# What the task asks:
Your task is to give the records again exactly. Leave each picture out.
⁂
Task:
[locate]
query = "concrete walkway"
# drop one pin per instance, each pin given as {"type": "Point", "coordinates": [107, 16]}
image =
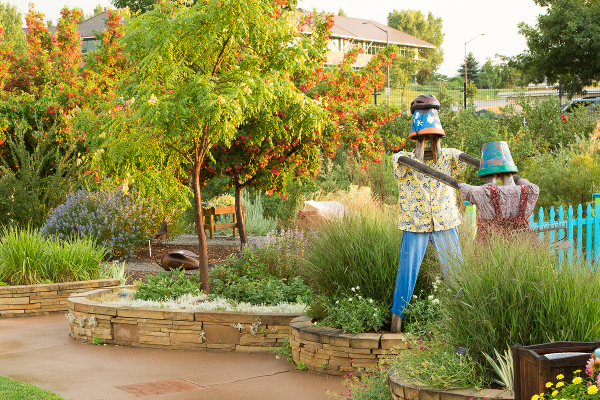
⁂
# Solution to the exercise:
Task:
[locate]
query = "concrete walkway"
# drop one pin per instance, each pin given as {"type": "Point", "coordinates": [107, 16]}
image =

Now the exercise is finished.